__Source excerpt__
# Work Permit Procedure



## EireLDN (Dec 16, 2015)

Hello there,
I've been seeing a lot of conflicting information regarding the process to obtain a temporary residence visa with permission to pursue remunerated activities. I recently accepted a job offer and I'm currently in talks with my local consulate to set up an appointment to receive my special entry visa which I'll eventually present at the INM for my temporary resident visa.

Would someone mind explaining the process of entering Mexico and swapping my special visa received at the consulate for my temporary resident visa. At what stage will I have to show my apostilled degree? How involved will my employer be in this process? I wanted to stay in Mexico City for a month prior to starting my job so is it possible to begin the process here despite my employer being in Puebla?

Any help would be much appreciated! Cheers!


----------



## TundraGreen (Jul 15, 2010)

EireLDN said:


> Hello there,
> I've been seeing a lot of conflicting information regarding the process to obtain a temporary residence visa with permission to pursue remunerated activities. I recently accepted a job offer and I'm currently in talks with my local consulate to set up an appointment to receive my special entry visa which I'll eventually present at the INM for my temporary resident visa.
> 
> Would someone mind explaining the process of entering Mexico and swapping my special visa received at the consulate for my temporary resident visa. At what stage will I have to show my apostilled degree? How involved will my employer be in this process? I wanted to stay in Mexico City for a month prior to starting my job so is it possible to begin the process here despite my employer being in Puebla?
> ...


Your employer has to give you a letter which you include with your application for Residencial Temporal at the consulate.

You get some paperwork at the consulate. After you arrive in Mexico, you have I believe a month to go to INM with it for your Residencial Temporal card. They will want your address in Puebla.

__Tasks to carry out__
(A) Gather every line of the listing below that contains the string "street", matching case exactly.
(B) Carry on the forum thread about the Mexican work permit procedure from where it stops.

__Extracted entries__
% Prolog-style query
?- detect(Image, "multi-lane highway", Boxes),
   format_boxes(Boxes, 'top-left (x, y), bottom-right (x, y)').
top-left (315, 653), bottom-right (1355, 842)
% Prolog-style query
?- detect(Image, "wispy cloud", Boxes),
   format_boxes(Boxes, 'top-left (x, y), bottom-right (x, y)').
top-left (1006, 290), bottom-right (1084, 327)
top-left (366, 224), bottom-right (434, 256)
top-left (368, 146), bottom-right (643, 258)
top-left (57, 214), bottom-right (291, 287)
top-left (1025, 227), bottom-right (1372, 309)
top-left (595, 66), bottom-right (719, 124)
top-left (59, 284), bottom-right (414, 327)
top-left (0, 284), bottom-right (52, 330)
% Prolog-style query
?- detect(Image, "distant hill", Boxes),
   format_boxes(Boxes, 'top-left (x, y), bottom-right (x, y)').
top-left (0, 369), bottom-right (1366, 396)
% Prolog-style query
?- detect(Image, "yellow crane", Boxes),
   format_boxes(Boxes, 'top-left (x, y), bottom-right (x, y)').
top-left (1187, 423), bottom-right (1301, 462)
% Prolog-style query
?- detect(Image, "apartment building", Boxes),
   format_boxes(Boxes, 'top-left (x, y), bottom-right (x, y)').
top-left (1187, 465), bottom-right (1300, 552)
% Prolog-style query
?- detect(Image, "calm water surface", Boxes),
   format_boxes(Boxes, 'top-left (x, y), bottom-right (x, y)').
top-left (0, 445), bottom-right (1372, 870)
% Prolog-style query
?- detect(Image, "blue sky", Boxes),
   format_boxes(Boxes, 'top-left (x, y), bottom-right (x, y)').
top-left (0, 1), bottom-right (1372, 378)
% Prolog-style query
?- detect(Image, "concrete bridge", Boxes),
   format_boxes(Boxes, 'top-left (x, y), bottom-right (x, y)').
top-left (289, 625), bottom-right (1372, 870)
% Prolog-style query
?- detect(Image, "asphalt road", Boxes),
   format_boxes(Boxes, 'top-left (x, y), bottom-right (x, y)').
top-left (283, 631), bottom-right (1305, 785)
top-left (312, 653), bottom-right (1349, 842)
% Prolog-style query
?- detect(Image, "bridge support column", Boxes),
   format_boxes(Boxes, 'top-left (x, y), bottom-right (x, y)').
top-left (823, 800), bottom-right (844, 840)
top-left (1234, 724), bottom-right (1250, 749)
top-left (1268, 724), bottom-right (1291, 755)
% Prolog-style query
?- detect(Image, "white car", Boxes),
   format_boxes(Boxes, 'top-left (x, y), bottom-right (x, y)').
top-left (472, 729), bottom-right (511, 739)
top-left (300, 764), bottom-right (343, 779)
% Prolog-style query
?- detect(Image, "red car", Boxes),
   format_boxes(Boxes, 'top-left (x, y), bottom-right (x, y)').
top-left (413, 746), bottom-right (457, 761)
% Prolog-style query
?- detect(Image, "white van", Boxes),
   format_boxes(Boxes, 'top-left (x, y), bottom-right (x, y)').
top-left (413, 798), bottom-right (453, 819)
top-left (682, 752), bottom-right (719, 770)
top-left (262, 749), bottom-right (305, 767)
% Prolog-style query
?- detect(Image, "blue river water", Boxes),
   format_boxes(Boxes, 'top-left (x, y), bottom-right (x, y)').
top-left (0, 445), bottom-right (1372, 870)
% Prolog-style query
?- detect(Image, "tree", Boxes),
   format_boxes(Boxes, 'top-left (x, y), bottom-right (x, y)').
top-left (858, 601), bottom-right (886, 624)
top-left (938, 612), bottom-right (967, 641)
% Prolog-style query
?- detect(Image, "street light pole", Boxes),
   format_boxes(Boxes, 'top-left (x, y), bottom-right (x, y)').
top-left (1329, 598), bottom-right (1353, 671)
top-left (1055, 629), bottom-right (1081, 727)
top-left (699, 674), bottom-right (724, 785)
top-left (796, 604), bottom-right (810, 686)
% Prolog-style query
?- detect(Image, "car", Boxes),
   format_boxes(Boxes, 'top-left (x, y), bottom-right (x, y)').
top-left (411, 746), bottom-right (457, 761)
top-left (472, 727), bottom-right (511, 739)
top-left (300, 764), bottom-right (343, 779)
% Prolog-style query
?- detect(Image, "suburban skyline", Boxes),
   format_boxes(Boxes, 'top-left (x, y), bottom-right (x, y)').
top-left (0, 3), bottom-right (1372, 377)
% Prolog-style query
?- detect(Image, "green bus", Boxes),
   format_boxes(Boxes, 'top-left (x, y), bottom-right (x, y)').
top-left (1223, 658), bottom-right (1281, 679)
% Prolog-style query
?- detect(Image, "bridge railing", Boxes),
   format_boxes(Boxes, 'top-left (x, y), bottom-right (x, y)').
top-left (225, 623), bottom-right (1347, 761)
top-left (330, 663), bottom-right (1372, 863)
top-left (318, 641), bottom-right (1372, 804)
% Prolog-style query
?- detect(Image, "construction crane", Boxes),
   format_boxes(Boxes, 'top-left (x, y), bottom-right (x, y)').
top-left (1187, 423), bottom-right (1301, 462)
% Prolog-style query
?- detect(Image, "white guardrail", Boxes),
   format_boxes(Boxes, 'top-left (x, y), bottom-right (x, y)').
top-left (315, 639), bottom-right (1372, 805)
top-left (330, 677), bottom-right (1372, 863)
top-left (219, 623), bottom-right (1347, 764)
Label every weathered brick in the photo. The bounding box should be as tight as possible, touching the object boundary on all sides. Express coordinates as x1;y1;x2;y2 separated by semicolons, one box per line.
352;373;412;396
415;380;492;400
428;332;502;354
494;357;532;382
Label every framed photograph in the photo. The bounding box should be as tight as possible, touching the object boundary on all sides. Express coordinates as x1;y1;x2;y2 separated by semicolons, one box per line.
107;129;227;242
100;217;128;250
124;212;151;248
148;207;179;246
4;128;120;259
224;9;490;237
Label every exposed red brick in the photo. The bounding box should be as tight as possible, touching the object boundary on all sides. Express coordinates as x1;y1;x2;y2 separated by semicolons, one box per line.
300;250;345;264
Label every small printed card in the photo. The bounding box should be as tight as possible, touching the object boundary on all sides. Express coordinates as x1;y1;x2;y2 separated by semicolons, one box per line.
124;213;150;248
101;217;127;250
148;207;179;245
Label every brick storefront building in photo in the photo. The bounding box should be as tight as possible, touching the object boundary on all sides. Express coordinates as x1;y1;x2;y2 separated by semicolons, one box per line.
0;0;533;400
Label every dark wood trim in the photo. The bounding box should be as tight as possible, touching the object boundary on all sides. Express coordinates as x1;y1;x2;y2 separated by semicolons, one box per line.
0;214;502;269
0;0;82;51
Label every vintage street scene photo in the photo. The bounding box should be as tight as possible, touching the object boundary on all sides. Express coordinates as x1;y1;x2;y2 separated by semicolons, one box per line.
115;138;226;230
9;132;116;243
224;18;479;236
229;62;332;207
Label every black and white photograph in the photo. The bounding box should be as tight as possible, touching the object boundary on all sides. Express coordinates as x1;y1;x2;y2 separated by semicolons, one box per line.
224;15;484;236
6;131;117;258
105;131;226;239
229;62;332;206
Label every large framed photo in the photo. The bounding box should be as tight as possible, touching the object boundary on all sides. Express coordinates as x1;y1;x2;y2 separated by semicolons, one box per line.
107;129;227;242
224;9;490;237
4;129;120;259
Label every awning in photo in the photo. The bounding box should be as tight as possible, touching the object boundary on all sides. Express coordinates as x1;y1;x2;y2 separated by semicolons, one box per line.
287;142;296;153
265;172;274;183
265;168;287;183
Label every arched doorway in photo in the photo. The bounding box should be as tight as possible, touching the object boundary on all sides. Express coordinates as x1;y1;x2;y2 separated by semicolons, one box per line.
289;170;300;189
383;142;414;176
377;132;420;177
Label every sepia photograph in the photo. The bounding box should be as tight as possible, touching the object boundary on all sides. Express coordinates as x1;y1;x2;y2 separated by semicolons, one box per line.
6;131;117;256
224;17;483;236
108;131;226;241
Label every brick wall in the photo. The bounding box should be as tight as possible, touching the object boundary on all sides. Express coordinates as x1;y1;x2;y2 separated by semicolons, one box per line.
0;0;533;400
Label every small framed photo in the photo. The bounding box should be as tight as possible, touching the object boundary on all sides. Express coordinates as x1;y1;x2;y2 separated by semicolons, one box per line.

__The responses__
(A)
?- detect(Image, "street light pole", Boxes),
Label every vintage street scene photo in the photo. The bounding box should be as tight as possible, touching the object boundary on all sides. Express coordinates as x1;y1;x2;y2 separated by semicolons, one box per line.

(B)
After that you could spend a month where ever you want. You will need an address to get your RT and if it is not your permanent address, you will need to go back to INM after you move, so it would be a pain. Better to find a place in Puebla first then do your traveling.


----------



## EireLDN (Dec 16, 2015)

TundraGreen said:


> Your employer has to give you a letter which you include with your application for Residencial Temporal at the consulate.
> 
> You get some paperwork at the consulate. After you arrive in Mexico, you have I believe a month to go to INM with it for your Residencial Temporal card. They will want your address in Puebla.
> 
> After that you could spend a month where ever you want. You will need an address to get your RT and if it is not your permanent address, you will need to go back to INM after you move, so it would be a pain. Better to find a place in Puebla first then do your traveling.


Thanks for this, really helpful! My employer will be setting up my housing situation in Puebla so if all goes to plan, I will know my permanent address before I fly to Mexico. With this mind, is it possible to carry out the procedure at an INM office in the DF with my Puebla address? I'm just asking as I've booked my flight to Mexico City and it would save me a bus trip to Puebla and back if I could do it all in Mexico City.


----------



## xolo (May 25, 2014)

When I worked in Mexico my employer handled those questions and most of the paperwork. If your employer regularly handles this kind of scenario they should know what to do. Maybe your situation is different?


----------



## TundraGreen (Jul 15, 2010)

EireLDN said:


> Thanks for this, really helpful! My employer will be setting up my housing situation in Puebla so if all goes to plan, I will know my permanent address before I fly to Mexico. With this mind, is it possible to carry out the procedure at an INM office in the DF with my Puebla address? I'm just asking as I've booked my flight to Mexico City and it would save me a bus trip to Puebla and back if I could do it all in Mexico City.


I don't know.


----------



## maesonna (Jun 10, 2008)

I don’t know either, but if you asked me to guess, I’d say chances are you’ll be required to do it in Puebla. You should be prepared for that possibility. The trip to Puebla isn’t too onerous or expensive.


----------



## chuck846 (Jan 15, 2016)

Good choice on Puebla - it is a beautiful city ! Audi / Vw ??


----------



## perropedorro (Mar 19, 2016)

Just got my RT in January, but no work permit--retired for now at least. They prefer you start your application online, after that you have to show up at the INM office for whatever city/state you live in, which sometimes isn't the closest one. In any case, it's unlikely you can get it all done in just one time through, they love to send you back for more documentation. Waiting for your actual green card is also variable. Mine took only two weeks but I've heard up to three months, depending on the time of year, election cycle, etc. Suerte.


----------



## Isla Verde (Oct 19, 2011)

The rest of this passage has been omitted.